> _SUPPLIED TEXT_:
● ● ● ● ●
329 F. Supp. 1296 | S.D.N.Y. | 1971
Defendant R. W. Pressprich & Co., Inc., moves to stay all proceedings in this action pending arbitration of the disputes between the parties.
Plaintiff is the principal stockholder of Coenen & Co., Inc., a broker-dealer and investment banking firm. During the period from July 1968 to July 1969 he was a member of the board of directors of defendant Stirling Homex Corporation, and personally purchased 90,000 shares of its stock. The certificates contained the standard restrictive “investment” legend.
Sometime during the summer of 1970 the subject matter of this lawsuit came into being. The dispute revolves around the refusal of Stirling, with the claimed connivance of Pressprich, to permit the plaintiff to transfer his stock free of the restrictive legend. Subsequently the legend was removed, but only in connection with an alleged fraudulent scheme which forced the plaintiff on September 25, 1970 to sell the stock at what he claims was an unconscionably low price.
As far as can be ascertained from the papers, there was no indication until January 6, 1971 that plaintiff intended to assert a claim for damages. On that date the attorney for the plaintiff sent a letter to Pressprich. It contained a copy of the complaint which counsel had been instructed by plaintiff to file against the defendants and asked if there was any possibility of settling the matter.
● ● ● ● ●
> _INFORMATION PROVIDED_:
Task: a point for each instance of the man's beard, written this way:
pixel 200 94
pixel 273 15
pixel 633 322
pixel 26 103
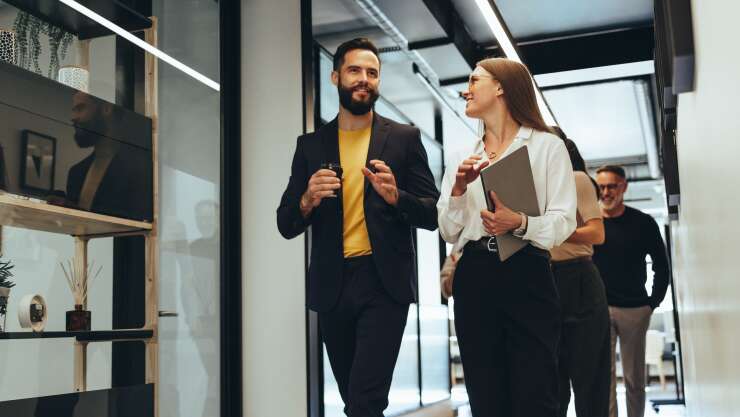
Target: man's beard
pixel 356 107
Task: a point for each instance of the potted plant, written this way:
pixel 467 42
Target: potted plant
pixel 80 280
pixel 5 285
pixel 27 29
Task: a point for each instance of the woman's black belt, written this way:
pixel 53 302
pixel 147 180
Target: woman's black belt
pixel 488 244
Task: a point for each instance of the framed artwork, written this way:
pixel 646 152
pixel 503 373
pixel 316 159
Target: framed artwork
pixel 38 161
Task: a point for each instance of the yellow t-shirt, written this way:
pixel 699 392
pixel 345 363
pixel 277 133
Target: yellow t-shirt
pixel 353 146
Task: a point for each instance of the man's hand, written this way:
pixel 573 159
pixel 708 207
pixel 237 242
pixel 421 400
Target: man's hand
pixel 467 172
pixel 502 221
pixel 322 184
pixel 383 181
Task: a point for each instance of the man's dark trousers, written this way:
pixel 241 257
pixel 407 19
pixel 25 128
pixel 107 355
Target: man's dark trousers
pixel 363 337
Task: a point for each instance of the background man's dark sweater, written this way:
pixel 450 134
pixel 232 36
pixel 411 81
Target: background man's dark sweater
pixel 621 260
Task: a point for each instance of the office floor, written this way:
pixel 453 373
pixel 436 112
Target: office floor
pixel 457 406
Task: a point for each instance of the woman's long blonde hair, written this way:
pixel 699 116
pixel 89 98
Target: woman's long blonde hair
pixel 519 92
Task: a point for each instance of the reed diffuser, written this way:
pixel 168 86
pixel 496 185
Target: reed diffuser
pixel 79 279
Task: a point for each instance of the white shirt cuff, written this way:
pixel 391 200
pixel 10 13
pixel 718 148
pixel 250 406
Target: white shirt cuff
pixel 456 210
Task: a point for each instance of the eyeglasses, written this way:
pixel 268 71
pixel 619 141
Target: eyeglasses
pixel 471 82
pixel 610 187
pixel 474 78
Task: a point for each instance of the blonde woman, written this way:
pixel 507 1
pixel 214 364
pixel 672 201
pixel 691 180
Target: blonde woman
pixel 507 314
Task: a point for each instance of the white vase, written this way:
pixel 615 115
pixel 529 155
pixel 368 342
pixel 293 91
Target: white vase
pixel 75 77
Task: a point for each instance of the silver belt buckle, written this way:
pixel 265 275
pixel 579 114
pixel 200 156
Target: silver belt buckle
pixel 491 245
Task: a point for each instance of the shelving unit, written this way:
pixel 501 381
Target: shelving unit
pixel 83 226
pixel 28 214
pixel 122 335
pixel 70 20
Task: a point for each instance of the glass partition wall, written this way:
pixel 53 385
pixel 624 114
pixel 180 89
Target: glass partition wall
pixel 94 87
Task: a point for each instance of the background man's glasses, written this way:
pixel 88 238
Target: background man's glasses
pixel 610 187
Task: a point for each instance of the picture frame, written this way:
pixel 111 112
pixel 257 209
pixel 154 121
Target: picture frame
pixel 38 162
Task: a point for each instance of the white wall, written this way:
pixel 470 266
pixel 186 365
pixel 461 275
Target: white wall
pixel 273 290
pixel 706 235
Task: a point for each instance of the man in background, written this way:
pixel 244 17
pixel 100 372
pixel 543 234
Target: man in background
pixel 630 236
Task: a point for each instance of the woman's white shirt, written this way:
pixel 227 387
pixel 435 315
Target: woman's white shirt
pixel 459 217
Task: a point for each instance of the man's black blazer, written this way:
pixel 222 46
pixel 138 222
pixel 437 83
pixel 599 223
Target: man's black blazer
pixel 389 228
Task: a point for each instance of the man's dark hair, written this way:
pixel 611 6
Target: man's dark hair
pixel 351 45
pixel 614 169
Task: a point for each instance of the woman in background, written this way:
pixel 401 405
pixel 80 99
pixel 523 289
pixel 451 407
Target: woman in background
pixel 585 355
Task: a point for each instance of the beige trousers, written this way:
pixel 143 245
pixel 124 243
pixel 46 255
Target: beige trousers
pixel 630 325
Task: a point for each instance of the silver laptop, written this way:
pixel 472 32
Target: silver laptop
pixel 511 179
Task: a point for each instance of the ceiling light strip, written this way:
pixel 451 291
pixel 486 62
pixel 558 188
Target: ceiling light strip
pixel 142 44
pixel 441 100
pixel 504 40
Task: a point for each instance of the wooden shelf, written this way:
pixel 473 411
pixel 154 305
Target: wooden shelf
pixel 74 22
pixel 92 336
pixel 29 214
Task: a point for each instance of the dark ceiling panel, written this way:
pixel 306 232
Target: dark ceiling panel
pixel 588 50
pixel 528 19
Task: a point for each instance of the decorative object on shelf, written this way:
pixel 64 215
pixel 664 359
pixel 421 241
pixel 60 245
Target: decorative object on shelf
pixel 32 312
pixel 7 46
pixel 78 320
pixel 28 45
pixel 37 164
pixel 79 279
pixel 5 285
pixel 75 77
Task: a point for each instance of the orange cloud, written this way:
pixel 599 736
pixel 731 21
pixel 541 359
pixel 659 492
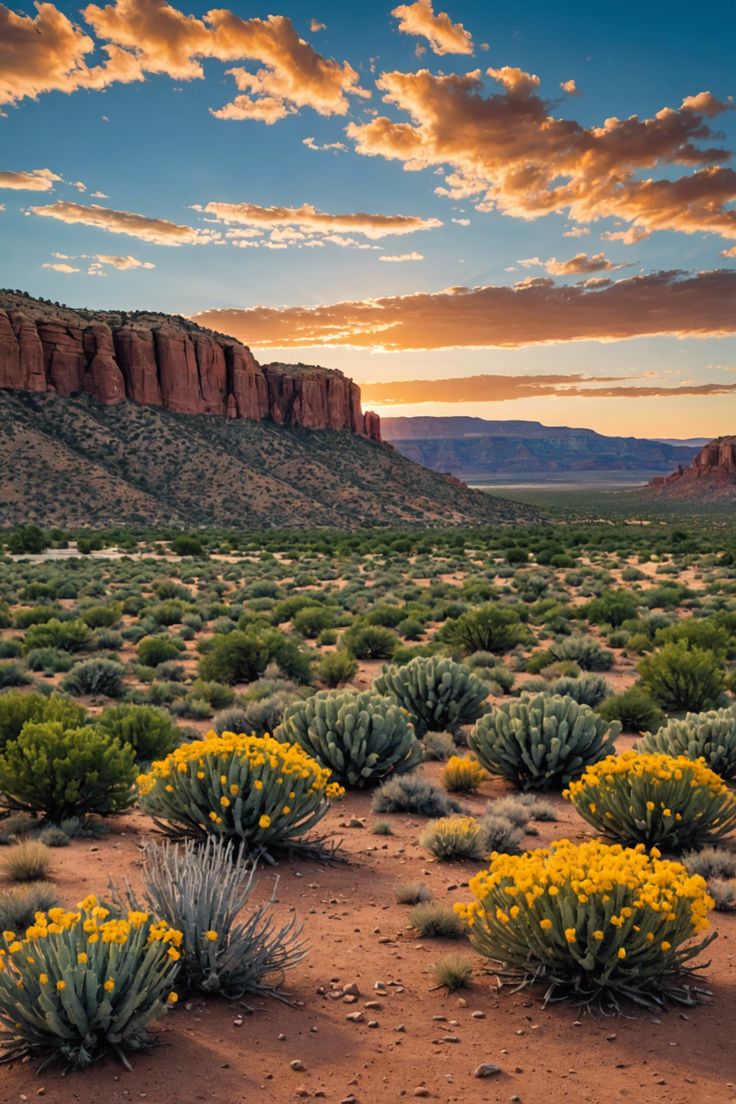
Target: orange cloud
pixel 493 389
pixel 309 220
pixel 48 52
pixel 440 32
pixel 671 303
pixel 36 180
pixel 158 231
pixel 508 151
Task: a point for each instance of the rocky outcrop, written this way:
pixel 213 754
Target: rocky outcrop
pixel 160 360
pixel 711 475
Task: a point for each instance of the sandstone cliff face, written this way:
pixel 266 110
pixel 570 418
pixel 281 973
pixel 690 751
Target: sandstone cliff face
pixel 712 474
pixel 164 363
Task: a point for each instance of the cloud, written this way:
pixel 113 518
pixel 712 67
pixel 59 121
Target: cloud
pixel 35 180
pixel 309 220
pixel 508 151
pixel 138 38
pixel 158 231
pixel 440 32
pixel 398 258
pixel 670 303
pixel 61 266
pixel 493 389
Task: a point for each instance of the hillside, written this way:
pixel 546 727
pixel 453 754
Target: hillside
pixel 75 462
pixel 711 476
pixel 476 449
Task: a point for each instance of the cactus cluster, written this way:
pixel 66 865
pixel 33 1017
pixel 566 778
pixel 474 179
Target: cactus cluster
pixel 82 983
pixel 663 800
pixel 595 922
pixel 362 738
pixel 542 741
pixel 710 735
pixel 439 693
pixel 254 789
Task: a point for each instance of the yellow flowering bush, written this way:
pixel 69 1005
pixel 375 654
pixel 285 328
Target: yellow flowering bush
pixel 595 921
pixel 78 984
pixel 462 775
pixel 669 800
pixel 253 789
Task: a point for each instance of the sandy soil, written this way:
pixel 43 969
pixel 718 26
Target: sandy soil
pixel 413 1041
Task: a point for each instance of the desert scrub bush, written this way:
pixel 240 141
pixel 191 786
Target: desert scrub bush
pixel 157 649
pixel 336 668
pixel 95 677
pixel 717 867
pixel 452 973
pixel 682 677
pixel 436 921
pixel 412 794
pixel 438 693
pixel 584 650
pixel 149 731
pixel 83 983
pixel 361 736
pixel 28 861
pixel 587 690
pixel 19 905
pixel 70 635
pixel 710 736
pixel 60 773
pixel 201 890
pixel 370 641
pixel 635 709
pixel 541 742
pixel 438 746
pixel 253 789
pixel 462 775
pixel 455 837
pixel 489 628
pixel 663 800
pixel 412 893
pixel 595 922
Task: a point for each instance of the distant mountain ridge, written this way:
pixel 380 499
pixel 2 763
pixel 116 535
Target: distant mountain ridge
pixel 476 449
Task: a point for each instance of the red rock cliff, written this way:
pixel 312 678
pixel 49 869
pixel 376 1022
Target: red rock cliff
pixel 163 361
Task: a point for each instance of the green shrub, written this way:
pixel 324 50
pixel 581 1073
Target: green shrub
pixel 682 677
pixel 541 742
pixel 659 800
pixel 439 693
pixel 361 736
pixel 201 890
pixel 633 709
pixel 65 772
pixel 78 985
pixel 336 668
pixel 489 628
pixel 157 649
pixel 17 708
pixel 253 789
pixel 149 731
pixel 95 677
pixel 370 641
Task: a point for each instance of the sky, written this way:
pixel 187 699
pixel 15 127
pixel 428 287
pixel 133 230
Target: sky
pixel 520 211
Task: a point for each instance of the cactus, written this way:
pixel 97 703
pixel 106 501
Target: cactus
pixel 711 736
pixel 255 789
pixel 80 984
pixel 439 693
pixel 626 937
pixel 362 738
pixel 541 742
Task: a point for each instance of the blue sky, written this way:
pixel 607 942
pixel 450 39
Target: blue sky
pixel 155 148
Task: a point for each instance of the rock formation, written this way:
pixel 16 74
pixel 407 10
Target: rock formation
pixel 711 475
pixel 161 360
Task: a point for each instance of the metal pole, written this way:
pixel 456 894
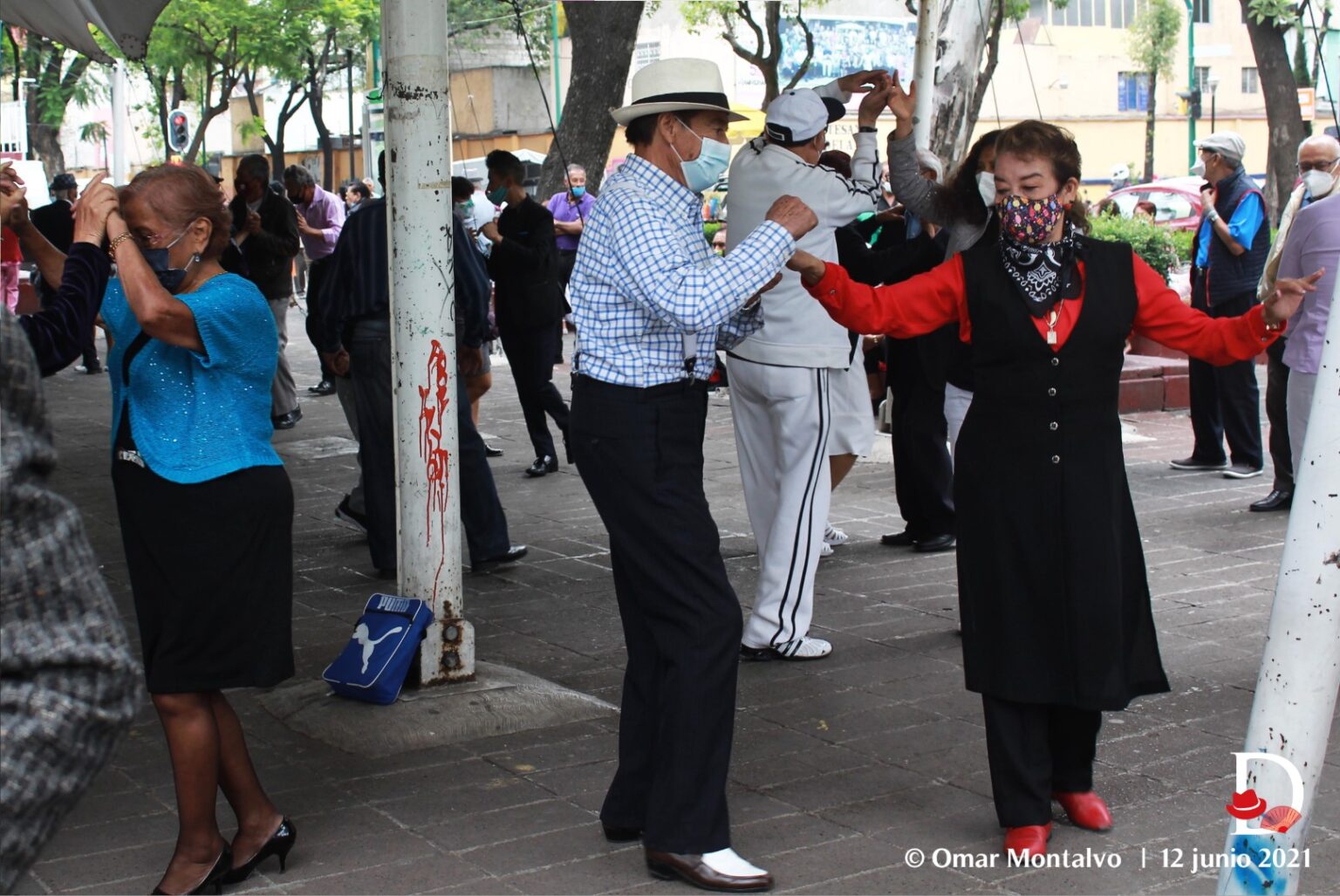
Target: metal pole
pixel 1300 671
pixel 924 70
pixel 1190 83
pixel 349 60
pixel 118 122
pixel 557 90
pixel 419 155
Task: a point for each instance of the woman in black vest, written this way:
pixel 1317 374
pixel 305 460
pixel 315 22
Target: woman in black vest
pixel 1054 598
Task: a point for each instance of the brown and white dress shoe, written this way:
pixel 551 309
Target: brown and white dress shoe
pixel 722 871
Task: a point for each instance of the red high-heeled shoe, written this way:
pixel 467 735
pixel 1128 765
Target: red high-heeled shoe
pixel 1028 840
pixel 1085 809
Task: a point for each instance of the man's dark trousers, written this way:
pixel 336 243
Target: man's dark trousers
pixel 1276 412
pixel 639 453
pixel 1225 400
pixel 315 284
pixel 924 472
pixel 530 352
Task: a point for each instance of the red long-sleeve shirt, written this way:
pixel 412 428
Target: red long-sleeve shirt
pixel 930 300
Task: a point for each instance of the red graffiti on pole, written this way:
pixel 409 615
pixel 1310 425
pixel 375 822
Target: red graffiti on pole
pixel 433 407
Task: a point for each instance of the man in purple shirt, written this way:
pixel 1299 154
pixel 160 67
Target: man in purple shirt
pixel 1314 244
pixel 320 215
pixel 570 210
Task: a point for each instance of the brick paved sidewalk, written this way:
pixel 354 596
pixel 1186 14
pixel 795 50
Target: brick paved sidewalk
pixel 840 766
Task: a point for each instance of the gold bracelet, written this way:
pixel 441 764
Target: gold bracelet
pixel 117 242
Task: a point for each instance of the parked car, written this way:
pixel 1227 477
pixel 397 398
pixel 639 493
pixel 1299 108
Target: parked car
pixel 1177 202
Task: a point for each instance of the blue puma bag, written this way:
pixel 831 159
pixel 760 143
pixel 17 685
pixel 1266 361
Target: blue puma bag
pixel 374 663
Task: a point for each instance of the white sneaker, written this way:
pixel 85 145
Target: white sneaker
pixel 728 861
pixel 834 536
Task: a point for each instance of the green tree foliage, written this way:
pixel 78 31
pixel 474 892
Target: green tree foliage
pixel 1152 43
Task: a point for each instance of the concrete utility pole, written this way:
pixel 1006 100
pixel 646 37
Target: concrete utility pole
pixel 1300 671
pixel 120 123
pixel 924 70
pixel 419 168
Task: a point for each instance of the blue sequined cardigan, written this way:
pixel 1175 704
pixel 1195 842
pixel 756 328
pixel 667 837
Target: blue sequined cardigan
pixel 199 415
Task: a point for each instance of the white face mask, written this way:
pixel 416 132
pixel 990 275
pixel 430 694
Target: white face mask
pixel 987 188
pixel 1319 184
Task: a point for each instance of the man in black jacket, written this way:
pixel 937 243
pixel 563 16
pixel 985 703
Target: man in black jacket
pixel 57 222
pixel 527 302
pixel 265 230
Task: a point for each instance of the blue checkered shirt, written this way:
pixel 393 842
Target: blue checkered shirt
pixel 647 291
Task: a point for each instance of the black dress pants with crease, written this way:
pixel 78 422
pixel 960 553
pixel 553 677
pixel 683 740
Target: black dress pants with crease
pixel 639 453
pixel 1225 400
pixel 530 352
pixel 1035 750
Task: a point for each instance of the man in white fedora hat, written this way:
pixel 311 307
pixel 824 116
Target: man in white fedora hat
pixel 652 303
pixel 780 397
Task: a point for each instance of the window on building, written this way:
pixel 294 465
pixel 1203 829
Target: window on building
pixel 1132 92
pixel 645 54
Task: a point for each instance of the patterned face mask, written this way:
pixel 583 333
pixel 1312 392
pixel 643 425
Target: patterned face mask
pixel 1029 222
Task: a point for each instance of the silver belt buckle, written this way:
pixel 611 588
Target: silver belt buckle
pixel 124 455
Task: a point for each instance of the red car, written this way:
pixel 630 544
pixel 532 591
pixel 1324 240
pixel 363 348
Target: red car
pixel 1177 202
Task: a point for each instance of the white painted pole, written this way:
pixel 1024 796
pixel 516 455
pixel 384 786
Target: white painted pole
pixel 1300 671
pixel 120 123
pixel 924 70
pixel 419 168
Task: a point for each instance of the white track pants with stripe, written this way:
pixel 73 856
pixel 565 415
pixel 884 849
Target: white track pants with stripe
pixel 783 418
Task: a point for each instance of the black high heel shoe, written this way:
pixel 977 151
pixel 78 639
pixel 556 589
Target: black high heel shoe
pixel 279 844
pixel 213 881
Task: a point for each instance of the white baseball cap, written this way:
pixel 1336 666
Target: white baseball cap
pixel 1227 144
pixel 797 115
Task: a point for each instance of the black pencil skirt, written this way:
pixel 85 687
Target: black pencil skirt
pixel 212 572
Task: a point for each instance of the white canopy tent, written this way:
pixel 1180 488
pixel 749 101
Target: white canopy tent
pixel 126 23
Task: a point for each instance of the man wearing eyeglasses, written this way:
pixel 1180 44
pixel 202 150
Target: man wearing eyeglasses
pixel 1319 173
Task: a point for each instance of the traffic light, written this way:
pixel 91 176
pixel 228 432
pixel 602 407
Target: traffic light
pixel 179 130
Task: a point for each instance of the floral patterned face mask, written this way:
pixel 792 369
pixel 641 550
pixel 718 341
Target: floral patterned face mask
pixel 1029 222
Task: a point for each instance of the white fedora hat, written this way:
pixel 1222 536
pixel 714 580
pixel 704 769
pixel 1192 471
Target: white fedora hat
pixel 674 85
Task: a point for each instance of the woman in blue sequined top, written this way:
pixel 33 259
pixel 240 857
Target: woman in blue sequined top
pixel 205 505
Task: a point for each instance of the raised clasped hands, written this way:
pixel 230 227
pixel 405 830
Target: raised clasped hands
pixel 1288 295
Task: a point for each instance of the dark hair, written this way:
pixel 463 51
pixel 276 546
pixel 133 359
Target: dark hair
pixel 505 165
pixel 838 161
pixel 1040 140
pixel 180 195
pixel 254 167
pixel 461 188
pixel 962 202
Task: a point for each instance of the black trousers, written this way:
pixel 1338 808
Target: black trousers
pixel 1225 400
pixel 482 512
pixel 531 357
pixel 924 472
pixel 315 282
pixel 1035 750
pixel 639 453
pixel 1276 412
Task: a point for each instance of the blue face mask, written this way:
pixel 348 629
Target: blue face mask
pixel 709 167
pixel 169 277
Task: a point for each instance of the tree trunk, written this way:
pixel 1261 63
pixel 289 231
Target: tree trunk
pixel 603 37
pixel 964 80
pixel 1285 123
pixel 1149 129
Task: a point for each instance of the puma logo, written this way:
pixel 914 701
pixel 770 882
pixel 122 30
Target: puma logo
pixel 369 646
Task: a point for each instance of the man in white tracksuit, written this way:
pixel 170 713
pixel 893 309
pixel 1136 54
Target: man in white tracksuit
pixel 779 377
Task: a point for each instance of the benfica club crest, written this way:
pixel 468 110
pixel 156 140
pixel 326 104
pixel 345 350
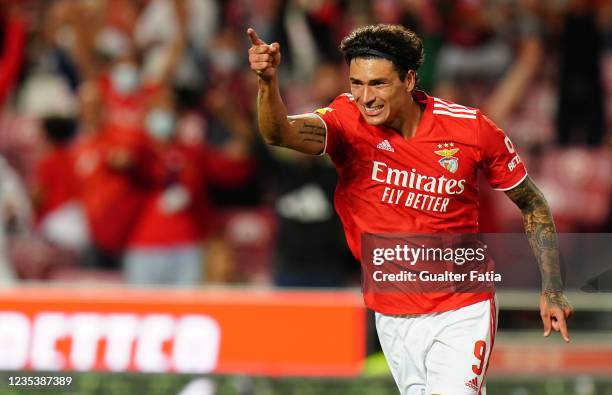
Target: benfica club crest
pixel 448 161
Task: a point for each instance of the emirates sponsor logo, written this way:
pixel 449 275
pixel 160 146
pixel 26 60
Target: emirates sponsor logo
pixel 382 173
pixel 404 188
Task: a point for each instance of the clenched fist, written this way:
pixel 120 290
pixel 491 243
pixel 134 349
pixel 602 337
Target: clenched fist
pixel 263 58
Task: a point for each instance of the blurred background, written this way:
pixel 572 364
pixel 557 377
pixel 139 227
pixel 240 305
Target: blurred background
pixel 130 160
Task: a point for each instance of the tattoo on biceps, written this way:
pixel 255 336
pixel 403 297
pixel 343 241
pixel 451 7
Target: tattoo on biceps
pixel 541 232
pixel 312 132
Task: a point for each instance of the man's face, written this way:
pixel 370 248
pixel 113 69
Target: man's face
pixel 380 95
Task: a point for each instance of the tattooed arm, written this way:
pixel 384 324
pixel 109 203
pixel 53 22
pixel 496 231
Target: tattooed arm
pixel 304 133
pixel 540 230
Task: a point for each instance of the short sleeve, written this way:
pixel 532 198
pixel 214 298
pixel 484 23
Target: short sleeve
pixel 502 165
pixel 334 128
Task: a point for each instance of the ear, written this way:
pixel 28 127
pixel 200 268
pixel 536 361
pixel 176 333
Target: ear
pixel 410 80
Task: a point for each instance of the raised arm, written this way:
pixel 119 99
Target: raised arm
pixel 540 230
pixel 304 133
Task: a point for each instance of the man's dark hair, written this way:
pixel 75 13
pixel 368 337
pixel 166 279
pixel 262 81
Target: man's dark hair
pixel 395 43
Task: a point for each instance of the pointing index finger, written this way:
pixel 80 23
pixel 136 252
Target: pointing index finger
pixel 255 40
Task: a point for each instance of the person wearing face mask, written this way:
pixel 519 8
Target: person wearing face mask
pixel 165 246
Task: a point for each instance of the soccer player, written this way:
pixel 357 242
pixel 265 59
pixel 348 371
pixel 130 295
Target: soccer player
pixel 387 129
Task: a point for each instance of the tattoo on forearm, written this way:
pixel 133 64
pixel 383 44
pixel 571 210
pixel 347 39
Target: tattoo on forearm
pixel 541 233
pixel 312 132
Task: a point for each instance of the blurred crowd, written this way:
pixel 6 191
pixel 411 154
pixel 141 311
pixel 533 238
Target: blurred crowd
pixel 129 152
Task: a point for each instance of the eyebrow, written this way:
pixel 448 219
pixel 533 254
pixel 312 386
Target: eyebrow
pixel 371 82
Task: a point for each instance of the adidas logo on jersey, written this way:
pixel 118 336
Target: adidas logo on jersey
pixel 385 145
pixel 472 384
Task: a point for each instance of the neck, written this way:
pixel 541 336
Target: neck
pixel 408 121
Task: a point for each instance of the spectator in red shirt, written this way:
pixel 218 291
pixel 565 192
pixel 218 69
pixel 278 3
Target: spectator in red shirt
pixel 165 246
pixel 11 50
pixel 111 167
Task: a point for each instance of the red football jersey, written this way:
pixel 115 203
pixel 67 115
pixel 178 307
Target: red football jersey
pixel 425 184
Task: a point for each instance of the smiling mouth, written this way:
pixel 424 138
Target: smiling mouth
pixel 372 110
● ● ● ● ●
> _PARTS OF THE EXERCISE_:
a) Answer from the court opinion:
(i) How many shares of Stirling Homex stock did the plaintiff personally purchase?
(ii) On what date was the plaintiff forced to sell the stock?
(iii) To whom did the plaintiff's attorney send a letter on January 6, 1971?
b) Write the next part of the court opinion, starting after its last sentence.

> _ANSWERS FOR THE TASKS_:
a)
(i) 90,000 shares
(ii) September 25, 1970
(iii) Pressprich

b)
On December 31, 1970 plaintiff had become an allied member of the New York Stock Exchange. Pressprich is a member of the Exchange.
Membership in the Exchange embraces a pledge to abide by its constitution. Article VIII, § 1, of that document provides in part:
“Any controversy between parties who are members, allied members, member firms or member corporations shall, at the instance of any such party, * * * be submitted for arbitration, in accordance with the provisions of the Constitution and the rules of the Board of Governors.”
It has been held that a claim by one member that he has been libeled by another is an arbitrable “controversy” under this provision. Osborne & Thurlow v. Hirsch & Co., 10 Misc.2d 225, 172 N.Y.S.2d 522 (1958). In that case the claimed libel occurred while plaintiff was a member of the Exchange, but the action was instituted after he resigned from the organization.
The issue here is whether the contractual agreement, evidenced by membership in the Exchange (Garfield & Co. v. Wiest, 432 F.2d 849 (2d Cir.
It appears to me that a person aware of possible claims against another is bound by any subsequent agreement to arbitrate disputes between them which is knowingly entered into. It is obvious from the papers that plaintiff is a sophisticated person and clearly understood his responsibilities when he applied for membership. Furthermore, his claim grows out of a series of circumstances in which he was personally involved. I do not have to reach the question of what the law would be if the complaint had been filed before plaintiff became an allied member of the Exchange.
Consequently, it is clear that the first cause of action either at common law or under the Uniform Commercial Code presents arbitrable issues under the constitution of the Exchange.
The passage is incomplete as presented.